(Source records)
▬▬▬▬▬▬
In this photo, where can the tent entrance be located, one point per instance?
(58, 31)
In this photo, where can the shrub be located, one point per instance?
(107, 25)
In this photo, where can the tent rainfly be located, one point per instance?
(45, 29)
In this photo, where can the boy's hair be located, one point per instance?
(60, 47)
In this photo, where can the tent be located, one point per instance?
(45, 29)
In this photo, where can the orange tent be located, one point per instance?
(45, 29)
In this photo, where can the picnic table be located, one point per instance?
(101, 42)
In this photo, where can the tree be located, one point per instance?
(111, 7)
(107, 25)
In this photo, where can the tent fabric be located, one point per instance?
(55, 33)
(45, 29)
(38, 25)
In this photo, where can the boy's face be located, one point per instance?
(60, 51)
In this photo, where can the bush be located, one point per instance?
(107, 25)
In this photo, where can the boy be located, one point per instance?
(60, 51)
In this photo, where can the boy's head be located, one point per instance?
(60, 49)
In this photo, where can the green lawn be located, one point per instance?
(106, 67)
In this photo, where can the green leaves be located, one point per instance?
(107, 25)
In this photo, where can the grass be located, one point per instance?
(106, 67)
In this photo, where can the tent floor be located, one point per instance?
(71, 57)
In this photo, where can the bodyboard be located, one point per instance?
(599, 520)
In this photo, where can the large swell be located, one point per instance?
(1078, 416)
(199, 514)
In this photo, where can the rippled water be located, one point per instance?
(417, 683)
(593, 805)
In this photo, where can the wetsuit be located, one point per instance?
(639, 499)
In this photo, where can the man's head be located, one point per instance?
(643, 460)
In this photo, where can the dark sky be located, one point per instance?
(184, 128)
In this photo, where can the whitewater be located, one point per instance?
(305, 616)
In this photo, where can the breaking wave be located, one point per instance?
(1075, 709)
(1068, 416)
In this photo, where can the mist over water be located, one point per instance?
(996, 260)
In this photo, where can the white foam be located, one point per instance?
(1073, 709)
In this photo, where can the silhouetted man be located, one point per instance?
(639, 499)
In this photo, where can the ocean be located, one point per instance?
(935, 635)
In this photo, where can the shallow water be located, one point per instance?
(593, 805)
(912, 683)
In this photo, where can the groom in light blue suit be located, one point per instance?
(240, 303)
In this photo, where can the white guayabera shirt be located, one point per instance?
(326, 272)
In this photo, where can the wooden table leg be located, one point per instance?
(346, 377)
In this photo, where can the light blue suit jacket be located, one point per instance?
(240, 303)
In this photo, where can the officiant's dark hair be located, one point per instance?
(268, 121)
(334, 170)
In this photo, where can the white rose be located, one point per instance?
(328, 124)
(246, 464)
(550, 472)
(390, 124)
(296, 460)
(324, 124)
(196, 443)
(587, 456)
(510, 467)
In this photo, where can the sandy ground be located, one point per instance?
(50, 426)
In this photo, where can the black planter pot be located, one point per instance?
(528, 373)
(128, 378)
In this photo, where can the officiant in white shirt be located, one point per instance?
▬▬▬▬▬▬
ASSIGNED TASK — Print out every record again, exactly and in full.

REPLY —
In this photo, where can the tent entrance be located, one point per instance?
(58, 31)
In this photo, where can the shrub be located, one point per instance?
(107, 25)
In this photo, where can the tent rainfly be located, one point per instance?
(45, 29)
In this photo, where can the boy's hair be located, one point per instance?
(60, 47)
In this photo, where can the tent be located, one point per instance?
(45, 29)
In this photo, where can the orange tent be located, one point per instance?
(45, 29)
In this photo, where can the picnic table be located, one point per instance?
(101, 42)
In this photo, where can the tree be located, one point per instance?
(111, 7)
(107, 25)
In this photo, where can the tent fabric be located, one point per instance?
(55, 33)
(45, 29)
(38, 25)
In this photo, where can the boy's face be located, one point per instance?
(60, 51)
In this photo, where can the bush be located, one point per instance?
(107, 25)
In this photo, where can the boy be located, one point per instance?
(60, 51)
In this photo, where can the boy's head be located, one point per instance?
(60, 49)
In this photo, where can the green lawn be located, one point per instance?
(106, 67)
In this photo, where can the green leaves be located, one point per instance?
(107, 25)
In this photo, where can the grass be located, one point per instance?
(106, 67)
In this photo, where can the tent floor be located, one point per instance?
(71, 57)
In this photo, where can the bodyboard be located, one point per instance?
(599, 520)
In this photo, where can the large swell be located, one point per instance?
(1078, 416)
(199, 514)
In this photo, where can the rippled water be located, one point per instance?
(417, 683)
(593, 805)
In this photo, where can the wetsuit be located, one point per instance?
(639, 499)
In this photo, where can the man's head be located, one point per instance?
(643, 460)
In this photo, where can the dark sky be located, one point per instance?
(184, 128)
In this photo, where can the whitewater be located, one point per instance?
(305, 616)
In this photo, where can the breaking wave be located, one point per instance?
(1075, 709)
(1068, 416)
In this photo, where can the mist over water be located, one point per instance?
(996, 260)
In this photo, where can the white foam be located, one point per instance?
(1073, 709)
In this photo, where can the silhouetted man be located, one point per instance?
(639, 499)
In this photo, where can the ocean be located, one point per instance?
(935, 635)
In this photo, where can the shallow water be located, one point per instance?
(593, 805)
(912, 683)
In this photo, where can the groom in light blue suit be located, one point per instance?
(240, 303)
In this photo, where can the white guayabera shirt be located, one point per instance?
(326, 272)
In this photo, where can the wooden table leg be located, one point per instance?
(346, 377)
In this photo, where can the light blue suit jacket be located, one point per instance?
(240, 303)
In this photo, where can the officiant's dark hair be located, one point per instance?
(268, 121)
(334, 170)
In this photo, where can the white rose be located, one point per instance?
(328, 124)
(246, 464)
(550, 472)
(390, 124)
(296, 460)
(324, 124)
(196, 443)
(587, 456)
(510, 467)
In this photo, where can the sandy ground be located, one point per instance?
(50, 426)
In this photo, where can the black planter pot be located, one point per instance?
(528, 373)
(128, 378)
In this photo, where can the officiant in white shirt be located, one point per instance?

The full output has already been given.